_Task instructions_:
The result should be an exact copy of the entries that follow, with no pictures included.

_Supplied entries_:
BEGIN
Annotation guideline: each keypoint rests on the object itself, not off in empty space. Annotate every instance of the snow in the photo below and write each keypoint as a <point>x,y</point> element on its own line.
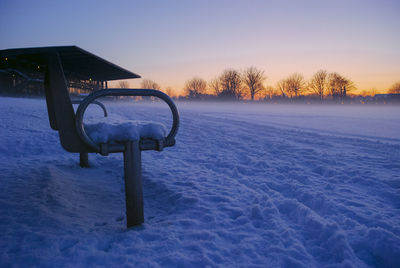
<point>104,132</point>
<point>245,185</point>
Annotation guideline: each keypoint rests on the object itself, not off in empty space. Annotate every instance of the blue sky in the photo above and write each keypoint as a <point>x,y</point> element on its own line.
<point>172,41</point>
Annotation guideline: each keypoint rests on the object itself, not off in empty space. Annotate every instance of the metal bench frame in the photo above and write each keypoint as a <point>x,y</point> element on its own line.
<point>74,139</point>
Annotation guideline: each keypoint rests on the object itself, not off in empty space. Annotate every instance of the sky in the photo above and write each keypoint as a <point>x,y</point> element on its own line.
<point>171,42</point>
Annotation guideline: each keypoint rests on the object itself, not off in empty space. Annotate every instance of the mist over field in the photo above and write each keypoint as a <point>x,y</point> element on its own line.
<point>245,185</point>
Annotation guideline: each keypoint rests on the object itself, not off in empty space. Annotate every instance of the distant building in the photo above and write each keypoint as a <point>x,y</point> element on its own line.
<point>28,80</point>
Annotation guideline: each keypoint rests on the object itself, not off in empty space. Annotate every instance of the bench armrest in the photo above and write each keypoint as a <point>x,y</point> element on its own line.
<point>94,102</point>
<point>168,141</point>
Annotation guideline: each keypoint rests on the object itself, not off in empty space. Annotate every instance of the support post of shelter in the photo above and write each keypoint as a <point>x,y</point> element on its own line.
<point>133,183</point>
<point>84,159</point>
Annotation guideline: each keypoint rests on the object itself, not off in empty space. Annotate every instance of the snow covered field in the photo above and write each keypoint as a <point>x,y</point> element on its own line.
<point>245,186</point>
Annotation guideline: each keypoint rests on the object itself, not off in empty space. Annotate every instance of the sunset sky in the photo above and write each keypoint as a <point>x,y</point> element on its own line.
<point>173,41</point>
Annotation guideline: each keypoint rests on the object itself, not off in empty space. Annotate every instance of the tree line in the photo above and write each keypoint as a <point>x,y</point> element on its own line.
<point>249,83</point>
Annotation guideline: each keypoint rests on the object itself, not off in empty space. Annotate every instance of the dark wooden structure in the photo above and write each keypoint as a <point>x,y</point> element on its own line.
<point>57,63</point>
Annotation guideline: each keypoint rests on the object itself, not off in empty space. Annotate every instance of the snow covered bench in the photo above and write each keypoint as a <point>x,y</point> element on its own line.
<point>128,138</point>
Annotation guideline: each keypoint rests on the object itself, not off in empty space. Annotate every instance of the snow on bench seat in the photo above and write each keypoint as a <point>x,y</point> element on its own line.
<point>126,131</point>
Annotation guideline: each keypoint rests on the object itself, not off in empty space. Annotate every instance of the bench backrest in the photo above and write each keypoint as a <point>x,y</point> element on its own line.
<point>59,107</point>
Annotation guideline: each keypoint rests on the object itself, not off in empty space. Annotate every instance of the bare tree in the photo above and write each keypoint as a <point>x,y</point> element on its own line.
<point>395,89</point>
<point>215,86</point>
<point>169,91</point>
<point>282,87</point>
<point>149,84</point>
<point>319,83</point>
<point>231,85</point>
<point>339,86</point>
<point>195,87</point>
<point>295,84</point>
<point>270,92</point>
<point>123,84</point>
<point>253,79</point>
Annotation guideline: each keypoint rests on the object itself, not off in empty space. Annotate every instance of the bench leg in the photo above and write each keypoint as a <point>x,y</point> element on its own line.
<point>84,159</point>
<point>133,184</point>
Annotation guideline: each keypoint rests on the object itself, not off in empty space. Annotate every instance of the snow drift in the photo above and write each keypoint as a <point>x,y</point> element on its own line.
END
_Finished exercise_:
Annotation guideline: each keypoint rests on the object itself, not off in empty space. Annotate every instance of the snow in the photo below and write each keypoint as a <point>x,y</point> element on its own line.
<point>104,132</point>
<point>245,185</point>
Annotation guideline: each keypoint rests on the object itself, not off in empty space. Annotate every instance of the blue sky in the photo above and write each keypoint as a <point>x,y</point> element on its own line.
<point>172,41</point>
Annotation guideline: each keypoint rests on the object itself, not off in empty space. Annotate every instance of the metal bench frame in the photo above and write each keypoint as a <point>x,y</point> element on its own line.
<point>74,139</point>
Annotation guideline: each keypoint rests on the object itself, not off in empty space. Annotate every instance of the sky in the photo above and write each keypoint as a <point>x,y</point> element on its own line.
<point>171,42</point>
Annotation guideline: each keypoint rests on the object itself, not off in empty space. Annotate every instance of the mist over field in the photo above and write each keypoint as a <point>x,y</point> element on its own line.
<point>245,185</point>
Annotation guideline: each keypoint rests on the object itself, not off in empty space. Annotate every instance of the distant building in the photo above and write each keypoint as a <point>x,y</point> element on its own line.
<point>28,80</point>
Annotation guideline: each keypoint rests on the object itself, not off in empty space. Annotate every instance of the bench armrest in the photo above and write each keypoint as a <point>x,y</point> element on its own line.
<point>94,102</point>
<point>168,141</point>
Annotation guideline: each keypoint rests on the object itself, not off in empty space. Annotate every instance of the support post of shelter in the photo above and write each keypoint as a <point>x,y</point> element on its own line.
<point>133,183</point>
<point>84,159</point>
Annotation guideline: each keypoint rests on the object itself, not off in empty space. Annotate every instance of the snow covered field in the photo above and write each keypoint as a <point>x,y</point> element on its own line.
<point>245,186</point>
Annotation guideline: each keypoint rests on the object itself, not off in empty space. Annotate every instance of the sunset sky in the photo above and write each keypoint as a <point>x,y</point> element on its own line.
<point>173,41</point>
Annotation guideline: each keypoint rests on the object itself, not off in empty space. Annotate every instance of the tree line in the photo above and write each keypoint as a <point>x,y</point> element on its own line.
<point>249,83</point>
Annotation guideline: each keypoint rests on the object itself, not off in empty space. Annotate every instance of the dark wooden structure in the photo above and write each keypoint as a <point>x,y</point> element on its own line.
<point>57,63</point>
Annotation guideline: each keypoint rests on the object itself, not off in empty space. Annotate every instance of the snow covered bench in the photo above and write each keypoint as a <point>x,y</point> element on its own line.
<point>128,138</point>
Annotation guideline: each keypoint rests on the object itself, not off in empty space. Annotate every instance of the snow on bench seat in the photo above and write each keypoint as a <point>x,y</point> element on its own line.
<point>126,131</point>
Annotation guideline: each keypoint rests on the object itself, not off in empty space. Annotate every instance of the bench backrest in the photo above and write each keypoint as a <point>x,y</point> element on its own line.
<point>59,107</point>
Annotation guideline: each keypoint rests on the object itself, not off in empty space. Annotate every instance of the bare tree in the photo above and write each keypoint as a <point>x,y</point> element on its own line.
<point>395,89</point>
<point>215,86</point>
<point>169,91</point>
<point>282,87</point>
<point>149,84</point>
<point>319,83</point>
<point>231,85</point>
<point>339,86</point>
<point>195,87</point>
<point>295,84</point>
<point>270,92</point>
<point>123,84</point>
<point>253,79</point>
Annotation guideline: each keypoint rests on the object itself, not off in empty space. Annotate every instance of the bench leg in the photo above and write each keypoint as a <point>x,y</point> element on its own line.
<point>84,159</point>
<point>133,184</point>
Annotation guideline: each keypoint rests on the object itself, not off in empty space. Annotate every instance of the snow drift in the photo above and write each keypoint as a <point>x,y</point> element on its own line.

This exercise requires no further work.